**** TASK DATA
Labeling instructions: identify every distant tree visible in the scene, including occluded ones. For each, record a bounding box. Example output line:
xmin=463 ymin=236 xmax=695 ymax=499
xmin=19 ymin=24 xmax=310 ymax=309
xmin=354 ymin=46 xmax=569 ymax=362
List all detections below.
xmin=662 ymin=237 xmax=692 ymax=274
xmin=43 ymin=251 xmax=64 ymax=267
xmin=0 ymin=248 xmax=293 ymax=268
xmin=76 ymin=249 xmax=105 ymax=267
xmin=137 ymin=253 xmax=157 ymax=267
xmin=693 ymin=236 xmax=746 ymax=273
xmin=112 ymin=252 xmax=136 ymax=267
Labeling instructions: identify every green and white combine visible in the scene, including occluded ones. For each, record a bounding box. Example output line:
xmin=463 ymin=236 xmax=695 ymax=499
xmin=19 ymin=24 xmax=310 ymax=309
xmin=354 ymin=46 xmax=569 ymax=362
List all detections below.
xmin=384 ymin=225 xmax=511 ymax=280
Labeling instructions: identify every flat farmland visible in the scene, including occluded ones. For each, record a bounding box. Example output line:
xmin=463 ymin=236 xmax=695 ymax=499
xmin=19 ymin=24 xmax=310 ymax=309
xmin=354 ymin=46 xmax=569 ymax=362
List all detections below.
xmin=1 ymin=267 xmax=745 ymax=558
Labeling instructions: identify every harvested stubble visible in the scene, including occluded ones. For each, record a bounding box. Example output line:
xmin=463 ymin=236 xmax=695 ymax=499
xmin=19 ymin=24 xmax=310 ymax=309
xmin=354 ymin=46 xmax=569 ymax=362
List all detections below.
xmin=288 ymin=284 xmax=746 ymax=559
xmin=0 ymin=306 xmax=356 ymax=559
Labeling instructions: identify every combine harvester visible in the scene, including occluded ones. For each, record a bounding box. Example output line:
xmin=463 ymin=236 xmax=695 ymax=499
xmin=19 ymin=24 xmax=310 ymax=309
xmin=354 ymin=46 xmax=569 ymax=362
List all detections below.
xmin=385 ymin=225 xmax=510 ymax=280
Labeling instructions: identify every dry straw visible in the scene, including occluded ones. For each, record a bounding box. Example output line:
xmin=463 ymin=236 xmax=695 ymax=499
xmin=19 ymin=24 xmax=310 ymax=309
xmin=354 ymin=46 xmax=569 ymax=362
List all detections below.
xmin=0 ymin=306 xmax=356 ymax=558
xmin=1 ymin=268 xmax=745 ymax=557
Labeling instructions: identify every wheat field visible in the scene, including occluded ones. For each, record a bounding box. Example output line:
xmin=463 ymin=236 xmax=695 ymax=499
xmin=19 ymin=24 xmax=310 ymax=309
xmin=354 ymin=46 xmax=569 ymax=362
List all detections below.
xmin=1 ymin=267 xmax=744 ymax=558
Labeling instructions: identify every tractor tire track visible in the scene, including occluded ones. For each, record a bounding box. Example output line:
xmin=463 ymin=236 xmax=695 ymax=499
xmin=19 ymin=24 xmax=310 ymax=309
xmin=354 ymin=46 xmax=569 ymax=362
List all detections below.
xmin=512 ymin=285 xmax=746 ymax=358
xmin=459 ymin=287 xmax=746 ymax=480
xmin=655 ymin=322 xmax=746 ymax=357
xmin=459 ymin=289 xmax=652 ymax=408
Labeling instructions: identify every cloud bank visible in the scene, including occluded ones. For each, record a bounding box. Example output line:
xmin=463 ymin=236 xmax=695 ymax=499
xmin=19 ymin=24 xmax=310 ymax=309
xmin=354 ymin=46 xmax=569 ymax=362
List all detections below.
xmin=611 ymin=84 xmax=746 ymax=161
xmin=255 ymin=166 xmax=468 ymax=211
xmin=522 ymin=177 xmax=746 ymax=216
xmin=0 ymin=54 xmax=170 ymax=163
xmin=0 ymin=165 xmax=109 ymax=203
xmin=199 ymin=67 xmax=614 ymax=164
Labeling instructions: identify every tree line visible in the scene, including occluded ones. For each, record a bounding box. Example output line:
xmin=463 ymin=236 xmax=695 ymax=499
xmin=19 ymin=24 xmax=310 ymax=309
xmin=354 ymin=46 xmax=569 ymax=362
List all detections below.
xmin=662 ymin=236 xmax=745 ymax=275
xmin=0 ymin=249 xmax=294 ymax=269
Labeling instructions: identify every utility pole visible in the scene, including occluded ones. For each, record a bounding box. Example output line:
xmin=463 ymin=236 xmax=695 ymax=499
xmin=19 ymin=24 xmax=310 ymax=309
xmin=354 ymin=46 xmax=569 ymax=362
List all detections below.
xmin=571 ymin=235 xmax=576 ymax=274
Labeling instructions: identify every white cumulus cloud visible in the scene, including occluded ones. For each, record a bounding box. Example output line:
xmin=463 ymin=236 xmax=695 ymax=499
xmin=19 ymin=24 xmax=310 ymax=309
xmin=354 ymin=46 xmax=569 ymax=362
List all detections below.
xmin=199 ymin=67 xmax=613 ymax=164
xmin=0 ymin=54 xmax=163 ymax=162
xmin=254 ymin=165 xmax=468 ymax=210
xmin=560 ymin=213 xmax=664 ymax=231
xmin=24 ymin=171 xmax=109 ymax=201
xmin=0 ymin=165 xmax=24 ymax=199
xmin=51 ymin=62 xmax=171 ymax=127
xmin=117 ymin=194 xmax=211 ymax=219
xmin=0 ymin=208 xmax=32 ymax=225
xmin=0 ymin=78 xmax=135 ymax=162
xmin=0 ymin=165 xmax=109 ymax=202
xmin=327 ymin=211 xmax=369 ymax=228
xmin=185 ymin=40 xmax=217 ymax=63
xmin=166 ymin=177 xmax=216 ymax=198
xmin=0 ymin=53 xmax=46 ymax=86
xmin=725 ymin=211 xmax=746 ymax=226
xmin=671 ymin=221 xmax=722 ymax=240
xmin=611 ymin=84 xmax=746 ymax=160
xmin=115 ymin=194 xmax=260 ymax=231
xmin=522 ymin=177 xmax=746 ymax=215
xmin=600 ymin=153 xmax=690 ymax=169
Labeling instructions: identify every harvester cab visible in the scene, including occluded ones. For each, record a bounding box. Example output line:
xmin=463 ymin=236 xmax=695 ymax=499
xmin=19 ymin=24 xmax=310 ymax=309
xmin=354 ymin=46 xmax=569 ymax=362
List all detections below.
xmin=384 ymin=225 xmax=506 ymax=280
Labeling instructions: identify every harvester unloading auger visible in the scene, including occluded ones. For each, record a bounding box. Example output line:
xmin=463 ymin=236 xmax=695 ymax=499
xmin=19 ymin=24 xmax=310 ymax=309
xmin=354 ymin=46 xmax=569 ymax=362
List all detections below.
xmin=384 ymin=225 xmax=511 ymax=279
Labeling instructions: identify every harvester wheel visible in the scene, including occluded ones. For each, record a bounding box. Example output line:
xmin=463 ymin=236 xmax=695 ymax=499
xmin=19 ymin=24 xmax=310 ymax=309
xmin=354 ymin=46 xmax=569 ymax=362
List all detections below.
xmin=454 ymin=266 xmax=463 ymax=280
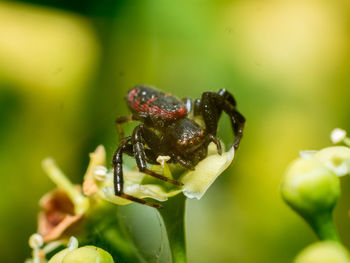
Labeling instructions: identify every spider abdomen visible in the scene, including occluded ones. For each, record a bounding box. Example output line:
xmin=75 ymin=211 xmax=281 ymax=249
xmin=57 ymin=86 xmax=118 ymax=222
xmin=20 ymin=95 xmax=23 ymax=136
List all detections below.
xmin=126 ymin=86 xmax=187 ymax=120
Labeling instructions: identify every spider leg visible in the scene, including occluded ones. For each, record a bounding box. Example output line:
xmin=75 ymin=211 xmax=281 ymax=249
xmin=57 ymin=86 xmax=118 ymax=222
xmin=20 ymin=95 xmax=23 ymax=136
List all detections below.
xmin=217 ymin=89 xmax=245 ymax=149
xmin=182 ymin=97 xmax=223 ymax=154
xmin=218 ymin=88 xmax=236 ymax=106
xmin=112 ymin=136 xmax=131 ymax=196
xmin=115 ymin=115 xmax=133 ymax=141
xmin=132 ymin=124 xmax=184 ymax=186
xmin=175 ymin=155 xmax=195 ymax=170
xmin=198 ymin=90 xmax=245 ymax=150
xmin=112 ymin=136 xmax=162 ymax=209
xmin=231 ymin=109 xmax=245 ymax=150
xmin=122 ymin=143 xmax=160 ymax=165
xmin=129 ymin=125 xmax=169 ymax=165
xmin=208 ymin=134 xmax=223 ymax=155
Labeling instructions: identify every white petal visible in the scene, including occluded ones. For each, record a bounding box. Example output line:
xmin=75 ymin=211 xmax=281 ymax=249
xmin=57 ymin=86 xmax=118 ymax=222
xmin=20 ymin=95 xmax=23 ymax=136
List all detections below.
xmin=314 ymin=146 xmax=350 ymax=177
xmin=299 ymin=150 xmax=318 ymax=159
xmin=181 ymin=147 xmax=235 ymax=199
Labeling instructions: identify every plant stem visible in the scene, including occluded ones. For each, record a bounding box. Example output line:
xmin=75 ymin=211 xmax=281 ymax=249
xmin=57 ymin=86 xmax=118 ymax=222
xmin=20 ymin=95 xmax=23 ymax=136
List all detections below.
********
» WORK TASK
From the entries above, copy every line that holds the word "cloud".

» YOUR RESPONSE
Labeling instructions: identify every cloud bank visible in the scene, including occluded ones. For each, record a bounding box. Example output line:
Labeling instructions: identify every white cumulus cloud visible in the scene, including occluded ones. For each, record a bounding box. Example output line:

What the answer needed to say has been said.